* _Extract to read_:
I study not these things but myself, to know what manner of being I am. (Plato, Phaedrus 230a)

What can I know about myself then? I can know the specific excellence that is proper to man as such and to myself as an individual man. Is that the answer to what or who I am? Or is this the answer I am looking for, that it is easier to say who I am not, as e.g. not Socrates: the only thing I have in common with him is my old-age paunch; I wanted to be a philosopher too, but I didn't make it. That is, is the question, not do I know what an ethical human being does -- but do I live as an ethical human being does?

But what should I say, because it seems impossible to see oneself from outside oneself (i.e. without a plethora of falsity of mitigations or falsity of accusations). To know oneself as an ethical being, is it enough look at what one does and judge oneself that way? What are we calling self-knowledge?

* _Requirement A_:
Please copy the passage on self-knowledge word for word, in full.

* _Records_:
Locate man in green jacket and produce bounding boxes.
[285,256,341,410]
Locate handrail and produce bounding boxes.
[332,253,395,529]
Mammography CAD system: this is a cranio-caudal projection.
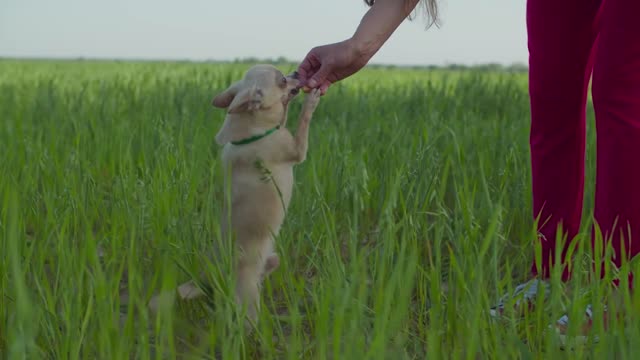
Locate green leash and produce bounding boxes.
[231,125,280,145]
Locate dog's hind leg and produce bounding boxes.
[236,256,265,323]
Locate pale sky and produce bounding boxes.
[0,0,527,65]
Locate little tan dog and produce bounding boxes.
[150,65,320,322]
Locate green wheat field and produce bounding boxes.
[0,60,640,359]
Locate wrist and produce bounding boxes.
[347,34,383,61]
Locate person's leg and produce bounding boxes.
[556,0,640,340]
[592,0,640,278]
[527,0,601,280]
[491,0,601,316]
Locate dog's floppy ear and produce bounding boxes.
[213,81,263,114]
[228,85,263,114]
[211,80,242,109]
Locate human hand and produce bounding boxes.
[298,39,371,95]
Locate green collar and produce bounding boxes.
[231,125,280,145]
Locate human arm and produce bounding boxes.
[298,0,420,94]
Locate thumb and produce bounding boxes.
[307,63,333,88]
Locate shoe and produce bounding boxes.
[489,279,549,318]
[554,305,609,346]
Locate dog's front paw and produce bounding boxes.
[303,89,322,114]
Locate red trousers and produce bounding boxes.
[527,0,640,280]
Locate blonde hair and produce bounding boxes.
[364,0,440,28]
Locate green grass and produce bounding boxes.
[0,60,640,359]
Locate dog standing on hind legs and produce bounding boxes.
[149,65,320,323]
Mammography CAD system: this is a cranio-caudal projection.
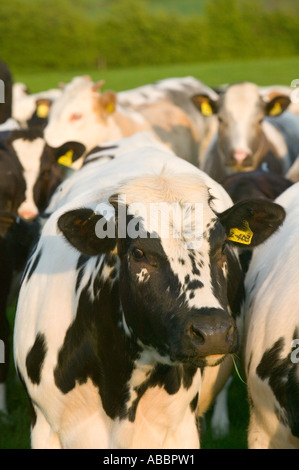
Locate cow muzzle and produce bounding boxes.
[181,308,238,367]
[227,150,253,171]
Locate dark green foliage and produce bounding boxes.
[0,0,299,70]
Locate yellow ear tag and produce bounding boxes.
[269,101,282,116]
[36,103,50,118]
[227,221,253,245]
[105,102,115,114]
[58,150,74,166]
[201,101,213,116]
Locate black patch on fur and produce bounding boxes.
[26,250,42,282]
[256,331,299,437]
[187,279,203,290]
[26,333,47,385]
[128,364,197,422]
[190,393,198,413]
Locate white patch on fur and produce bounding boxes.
[12,137,45,215]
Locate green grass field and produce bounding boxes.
[12,56,299,93]
[0,57,299,449]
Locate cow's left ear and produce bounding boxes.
[57,209,116,256]
[191,95,218,116]
[266,95,291,116]
[218,199,285,247]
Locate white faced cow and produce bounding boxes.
[193,82,299,182]
[244,183,299,449]
[45,76,217,166]
[14,133,284,449]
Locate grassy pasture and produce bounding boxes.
[12,56,299,93]
[0,57,299,449]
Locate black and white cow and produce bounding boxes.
[14,133,284,449]
[244,183,299,449]
[221,170,293,202]
[0,129,85,412]
[193,82,299,182]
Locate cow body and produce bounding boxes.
[45,77,216,166]
[244,183,299,449]
[0,129,81,412]
[14,134,281,448]
[221,170,293,202]
[193,82,299,182]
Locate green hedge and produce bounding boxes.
[0,0,299,70]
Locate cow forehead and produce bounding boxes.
[12,137,45,171]
[118,175,216,253]
[221,83,261,116]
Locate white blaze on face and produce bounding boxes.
[12,137,45,219]
[219,83,264,164]
[44,77,113,151]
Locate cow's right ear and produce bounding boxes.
[51,142,86,166]
[191,95,218,116]
[57,209,116,256]
[218,199,285,248]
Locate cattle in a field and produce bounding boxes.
[243,183,299,449]
[221,170,293,202]
[207,170,293,437]
[193,82,299,182]
[0,129,84,411]
[5,128,85,219]
[0,61,20,134]
[12,82,62,128]
[0,211,39,413]
[45,77,217,166]
[14,133,284,449]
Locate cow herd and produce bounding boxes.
[0,57,299,449]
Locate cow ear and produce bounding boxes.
[58,209,116,256]
[51,142,86,166]
[266,95,291,116]
[100,90,117,114]
[35,98,52,119]
[191,95,218,116]
[218,199,285,247]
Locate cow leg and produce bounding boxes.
[31,406,61,449]
[211,376,233,438]
[0,263,12,413]
[247,409,271,449]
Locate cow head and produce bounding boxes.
[5,128,85,220]
[192,82,290,171]
[58,175,284,367]
[44,77,116,151]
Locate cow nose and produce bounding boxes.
[187,309,237,356]
[18,210,38,220]
[233,150,251,166]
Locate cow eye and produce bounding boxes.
[70,113,82,121]
[132,248,144,261]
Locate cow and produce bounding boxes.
[44,76,217,166]
[0,61,20,134]
[207,170,293,437]
[192,82,299,182]
[14,133,284,449]
[12,82,62,129]
[243,183,299,449]
[0,129,85,412]
[5,128,85,219]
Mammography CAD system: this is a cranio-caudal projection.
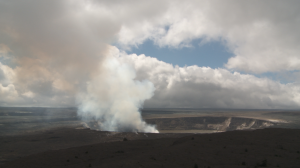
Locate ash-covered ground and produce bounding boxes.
[0,107,300,167]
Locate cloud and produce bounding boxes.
[119,53,300,109]
[118,0,300,73]
[0,0,158,132]
[0,0,300,112]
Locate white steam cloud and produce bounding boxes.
[77,47,158,133]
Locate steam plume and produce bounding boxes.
[77,49,158,133]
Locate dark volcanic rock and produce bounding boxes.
[146,117,276,131]
[2,128,300,168]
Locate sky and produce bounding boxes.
[0,0,300,112]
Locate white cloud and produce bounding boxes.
[119,50,300,109]
[0,0,300,111]
[119,0,300,73]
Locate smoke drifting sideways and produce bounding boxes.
[0,0,158,133]
[77,47,158,133]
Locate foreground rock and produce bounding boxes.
[2,128,300,168]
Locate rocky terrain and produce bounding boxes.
[0,128,300,168]
[146,116,277,132]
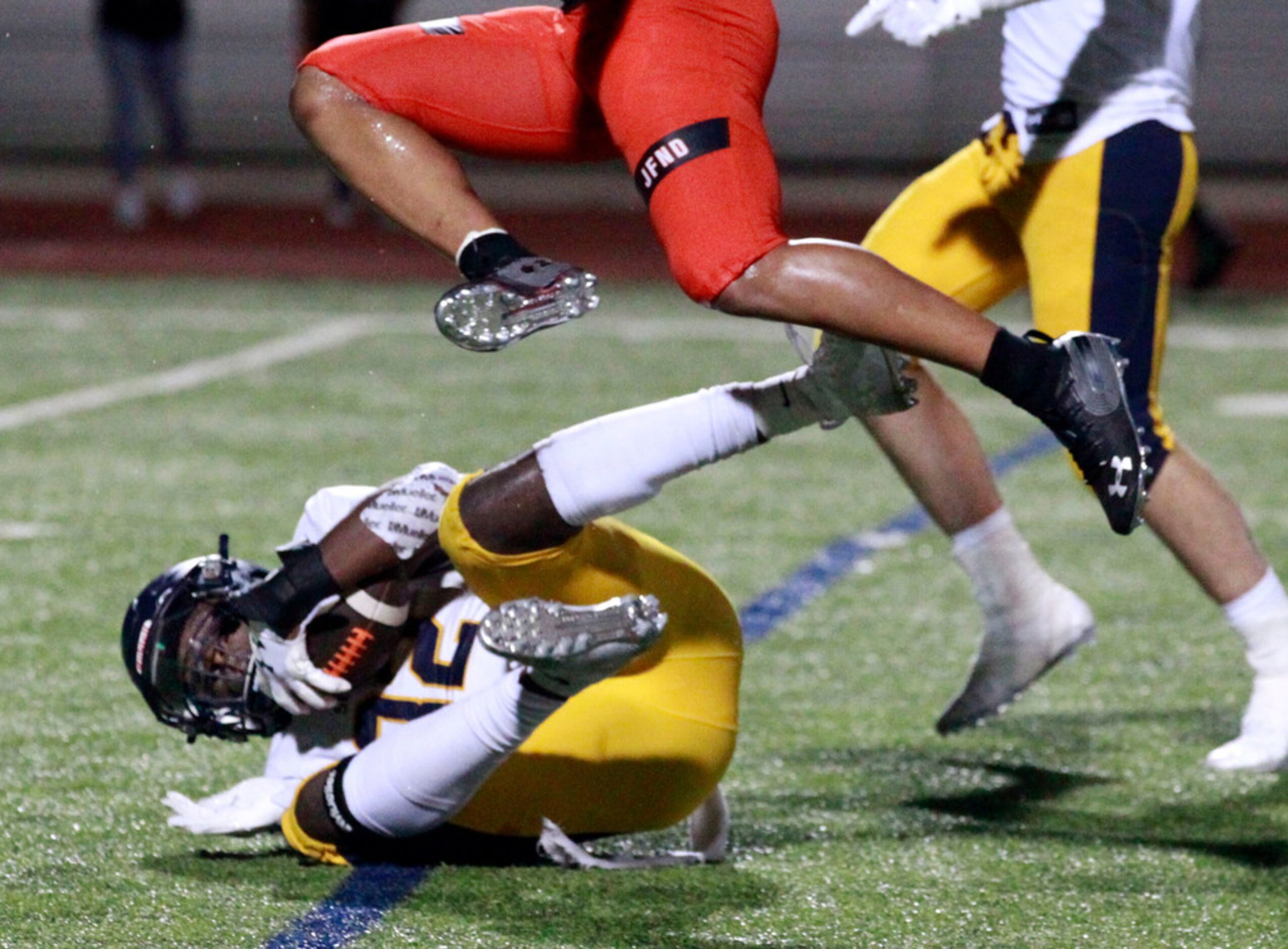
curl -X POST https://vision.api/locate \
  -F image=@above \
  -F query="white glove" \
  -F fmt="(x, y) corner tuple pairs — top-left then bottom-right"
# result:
(162, 778), (299, 834)
(255, 629), (353, 716)
(845, 0), (1033, 46)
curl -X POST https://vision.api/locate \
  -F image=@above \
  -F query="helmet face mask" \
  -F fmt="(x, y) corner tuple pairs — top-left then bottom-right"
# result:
(121, 553), (288, 741)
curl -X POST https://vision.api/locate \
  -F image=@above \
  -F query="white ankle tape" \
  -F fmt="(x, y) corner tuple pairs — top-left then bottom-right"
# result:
(534, 387), (760, 525)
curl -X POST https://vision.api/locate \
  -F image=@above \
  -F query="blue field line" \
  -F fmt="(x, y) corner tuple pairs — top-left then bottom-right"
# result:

* _Requirement B_:
In the records, substitute "pale stripe" for "white blaze" in the lines from the one with "Locate cow forehead" to the one with "[218,199,285,248]", changing nothing else. Return only those lines.

* _Full output A_:
I study not these things but myself, to know what manner of being I am. (Plato, Phaedrus 230a)

What can I know about myself then? I can know the specific excellence that is proper to man as such and to myself as an individual man. Is that the answer to what or who I am? Or is this the answer I am looking for, that it is easier to say who I am not, as e.g. not Socrates: the only thing I have in common with him is my old-age paunch; I wanted to be a philosopher too, but I didn't make it. That is, is the question, not do I know what an ethical human being does -- but do I live as an ethical human being does?

But what should I say, because it seems impossible to see oneself from outside oneself (i.e. without a plethora of falsity of mitigations or falsity of accusations). To know oneself as an ethical being, is it enough look at what one does and judge oneself that way? What are we calling self-knowledge?

* _Full output B_:
Locate cow forehead and produce bounding boxes.
[12,137,45,171]
[118,175,216,253]
[221,83,261,116]
Locate pale stripe on face and produce bounding boxes.
[12,137,45,219]
[219,83,264,164]
[44,77,113,151]
Locate cow's right ear and produce bounding boxes.
[51,142,86,166]
[191,95,218,116]
[57,209,116,256]
[218,199,285,248]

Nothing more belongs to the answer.